AIM OF THE EXERCISE: Give the records back in full, exactly as they read.
==== PROVIDED DATA
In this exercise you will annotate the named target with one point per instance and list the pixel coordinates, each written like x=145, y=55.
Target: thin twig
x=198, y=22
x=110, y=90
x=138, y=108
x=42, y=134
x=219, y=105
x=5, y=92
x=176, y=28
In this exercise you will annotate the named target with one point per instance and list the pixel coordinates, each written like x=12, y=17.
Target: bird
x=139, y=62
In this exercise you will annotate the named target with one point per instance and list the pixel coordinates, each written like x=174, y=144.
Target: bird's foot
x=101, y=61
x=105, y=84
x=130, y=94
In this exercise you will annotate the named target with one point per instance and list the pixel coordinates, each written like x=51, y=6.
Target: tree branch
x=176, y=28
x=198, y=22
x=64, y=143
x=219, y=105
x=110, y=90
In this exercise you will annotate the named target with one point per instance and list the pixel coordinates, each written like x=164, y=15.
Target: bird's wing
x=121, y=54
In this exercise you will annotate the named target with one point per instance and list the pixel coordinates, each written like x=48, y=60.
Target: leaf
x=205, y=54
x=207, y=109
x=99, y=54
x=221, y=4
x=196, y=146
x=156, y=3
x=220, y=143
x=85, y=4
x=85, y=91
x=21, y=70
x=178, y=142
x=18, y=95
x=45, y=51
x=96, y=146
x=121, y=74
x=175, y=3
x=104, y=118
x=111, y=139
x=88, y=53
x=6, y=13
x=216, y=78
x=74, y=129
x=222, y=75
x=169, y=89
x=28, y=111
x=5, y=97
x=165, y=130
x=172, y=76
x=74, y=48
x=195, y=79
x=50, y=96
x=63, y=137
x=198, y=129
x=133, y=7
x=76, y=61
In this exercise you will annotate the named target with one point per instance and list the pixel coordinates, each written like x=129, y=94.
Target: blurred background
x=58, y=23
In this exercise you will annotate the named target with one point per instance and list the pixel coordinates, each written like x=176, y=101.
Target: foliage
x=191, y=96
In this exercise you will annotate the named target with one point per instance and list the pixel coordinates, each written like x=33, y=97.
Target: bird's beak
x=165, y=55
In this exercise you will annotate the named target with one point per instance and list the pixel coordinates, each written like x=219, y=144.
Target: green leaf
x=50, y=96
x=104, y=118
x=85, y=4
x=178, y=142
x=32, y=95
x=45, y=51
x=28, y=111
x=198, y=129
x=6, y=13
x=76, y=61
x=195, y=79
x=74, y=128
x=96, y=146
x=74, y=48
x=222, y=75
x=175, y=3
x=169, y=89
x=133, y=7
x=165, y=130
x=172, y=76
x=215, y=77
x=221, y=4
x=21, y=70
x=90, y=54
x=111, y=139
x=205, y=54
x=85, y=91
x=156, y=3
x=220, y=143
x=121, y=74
========
WRITTEN SOLUTION:
In this exercise you will annotate the named target with one point per instance and list the pixel coordinates, each written like x=145, y=55.
Target: thin twig
x=198, y=22
x=110, y=90
x=138, y=108
x=42, y=134
x=219, y=105
x=5, y=92
x=176, y=28
In this exercise you will annotate the named target with one point per instance and list the pixel coordinates, each written like x=12, y=17.
Target: bird
x=139, y=62
In this exercise you will annotate the named target with one point per instance and list the pixel coordinates, each written like x=174, y=144.
Target: bird's foot
x=101, y=61
x=105, y=84
x=130, y=94
In this exercise you will annotate the named target with one point per instance and list the pixel coordinates, each written like x=51, y=6.
Target: tree branch
x=176, y=28
x=198, y=22
x=64, y=143
x=219, y=105
x=110, y=90
In this exercise you will annotate the named target with one point per instance and list the pixel coordinates, each written like x=164, y=15.
Target: bird's wing
x=121, y=54
In this exercise you will annotate the named target with one point per instance and list the pixel coordinates, each written like x=48, y=60.
Target: leaf
x=205, y=54
x=207, y=109
x=99, y=54
x=221, y=4
x=196, y=146
x=156, y=3
x=220, y=143
x=85, y=4
x=85, y=91
x=21, y=70
x=178, y=142
x=18, y=95
x=45, y=51
x=96, y=146
x=121, y=74
x=175, y=3
x=104, y=118
x=111, y=139
x=88, y=53
x=6, y=13
x=216, y=78
x=74, y=129
x=222, y=75
x=169, y=89
x=28, y=111
x=5, y=97
x=165, y=130
x=172, y=76
x=74, y=48
x=195, y=79
x=50, y=96
x=63, y=137
x=198, y=129
x=133, y=7
x=76, y=61
In this exercise you will annotate the named target with one point per instance and list the pixel coordinates, each written like x=129, y=94.
Target: blurred background
x=58, y=23
In this exercise you will annotate the named target with one point per instance and list the pixel coordinates, each written like x=176, y=101.
Target: foliage
x=191, y=96
In this exercise you will annotate the named target with one point per instance and list the pixel coordinates, each written like x=33, y=97.
Target: bird's beak
x=165, y=55
In this exercise you will annotate the named target with one point per instance and list the pixel coordinates, each written like x=219, y=144.
Target: green leaf
x=50, y=96
x=104, y=118
x=85, y=4
x=178, y=142
x=32, y=95
x=45, y=51
x=28, y=111
x=198, y=129
x=6, y=13
x=76, y=61
x=195, y=79
x=74, y=128
x=96, y=146
x=74, y=48
x=222, y=75
x=175, y=3
x=169, y=89
x=133, y=7
x=165, y=130
x=172, y=76
x=215, y=77
x=221, y=4
x=21, y=70
x=90, y=54
x=111, y=139
x=205, y=54
x=85, y=91
x=156, y=3
x=220, y=143
x=121, y=74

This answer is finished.